Work to be completed
Repeat every entry below exactly as given.

Dataset entries:
================================
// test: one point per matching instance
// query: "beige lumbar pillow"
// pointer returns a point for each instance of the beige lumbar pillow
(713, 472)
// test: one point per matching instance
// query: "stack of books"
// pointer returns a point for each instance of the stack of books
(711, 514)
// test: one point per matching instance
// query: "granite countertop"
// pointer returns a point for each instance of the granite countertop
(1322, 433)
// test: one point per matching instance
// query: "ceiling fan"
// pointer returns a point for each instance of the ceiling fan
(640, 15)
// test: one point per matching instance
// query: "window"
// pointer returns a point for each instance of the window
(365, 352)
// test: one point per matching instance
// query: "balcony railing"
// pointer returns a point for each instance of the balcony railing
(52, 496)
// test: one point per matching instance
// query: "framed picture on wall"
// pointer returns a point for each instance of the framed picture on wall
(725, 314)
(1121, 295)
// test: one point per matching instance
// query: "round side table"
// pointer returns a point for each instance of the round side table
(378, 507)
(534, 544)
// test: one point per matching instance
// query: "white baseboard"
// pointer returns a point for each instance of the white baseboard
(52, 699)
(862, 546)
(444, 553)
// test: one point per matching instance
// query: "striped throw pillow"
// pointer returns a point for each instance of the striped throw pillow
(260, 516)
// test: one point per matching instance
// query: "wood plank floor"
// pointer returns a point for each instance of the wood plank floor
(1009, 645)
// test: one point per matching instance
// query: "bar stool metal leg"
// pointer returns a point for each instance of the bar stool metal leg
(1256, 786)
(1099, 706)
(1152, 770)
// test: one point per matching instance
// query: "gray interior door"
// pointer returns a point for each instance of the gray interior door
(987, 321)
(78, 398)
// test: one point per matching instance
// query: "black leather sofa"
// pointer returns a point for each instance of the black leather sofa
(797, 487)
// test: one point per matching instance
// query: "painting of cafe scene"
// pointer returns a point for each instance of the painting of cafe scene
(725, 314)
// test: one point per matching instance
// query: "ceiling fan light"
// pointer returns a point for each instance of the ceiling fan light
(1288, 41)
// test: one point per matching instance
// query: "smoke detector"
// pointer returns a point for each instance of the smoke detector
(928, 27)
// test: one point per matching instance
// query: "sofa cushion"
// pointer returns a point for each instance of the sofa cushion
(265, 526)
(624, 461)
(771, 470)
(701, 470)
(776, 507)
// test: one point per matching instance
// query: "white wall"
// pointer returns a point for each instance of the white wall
================================
Exercise response
// test: one point per matching instance
// query: "beige lumbar pillow"
// pointer returns a point for each instance of the beige lumbar pillow
(713, 472)
// test: one point per matching instance
// query: "stack of books"
// pointer returns a point for each instance of the stack of books
(711, 514)
// test: one point per matching instance
// query: "granite countertop"
// pointer returns a point for each instance of the granite countertop
(1322, 433)
// test: one point per matching instance
// query: "ceiling fan"
// pointer returns a point for each instance of the ceiling fan
(640, 15)
// test: one point per matching instance
// query: "window"
// pointer returns a point for each instance of the window
(365, 352)
// test: one point per matching instance
// query: "balcony railing"
// pointer returns a point for each instance of the balcony railing
(52, 496)
// test: one point per matching instance
// query: "framed picture on wall"
// pointer returns a point for each instance of the framed picture on wall
(725, 314)
(1121, 295)
// test: one point per matching instance
// query: "round side table"
// pointer returns a point for each instance of the round side table
(378, 507)
(534, 544)
// test: one point per matching instance
// query: "white baseboard"
// pointer returns a point for each instance of the white baseboard
(52, 699)
(862, 546)
(444, 553)
// test: one point per matching instance
// query: "striped throw pillow"
// pointer returns a point for each instance of the striped throw pillow
(260, 516)
// test: one point per matching instance
// query: "wood plank floor"
// pointer returns a point for each instance of the wood plank floor
(1009, 645)
// test: one point per matching instance
// query: "bar stool metal leg"
// pointer returns a point for each instance of the bar stool metal leg
(1256, 786)
(1099, 706)
(1152, 770)
// test: one point per matching instance
// query: "gray interior door"
// pointer returns a point for each instance of the gray interior door
(987, 321)
(78, 398)
// test: one point per matching instance
// query: "black leather sofa"
// pointer returns a point for each instance of the black leather sofa
(797, 487)
// test: one point per matching instance
// query: "painting of cafe scene"
// pointer returns a point for each instance of the painting of cafe scene
(725, 314)
// test: one point per matching instance
// query: "ceiling fan light"
// pointer returns a point for each instance of the ceiling fan light
(1288, 41)
// test: one point per matching instance
// query: "smoke detector"
// pointer returns a point for each instance of the smoke detector
(928, 27)
// test: one point per matching instance
// query: "sofa cushion"
// pointer returns a point for each instance of the sofa cushion
(265, 526)
(624, 461)
(771, 470)
(701, 470)
(776, 507)
// test: one point per matching instance
// query: "white wall"
// pointer returns a point for each instance of the white wall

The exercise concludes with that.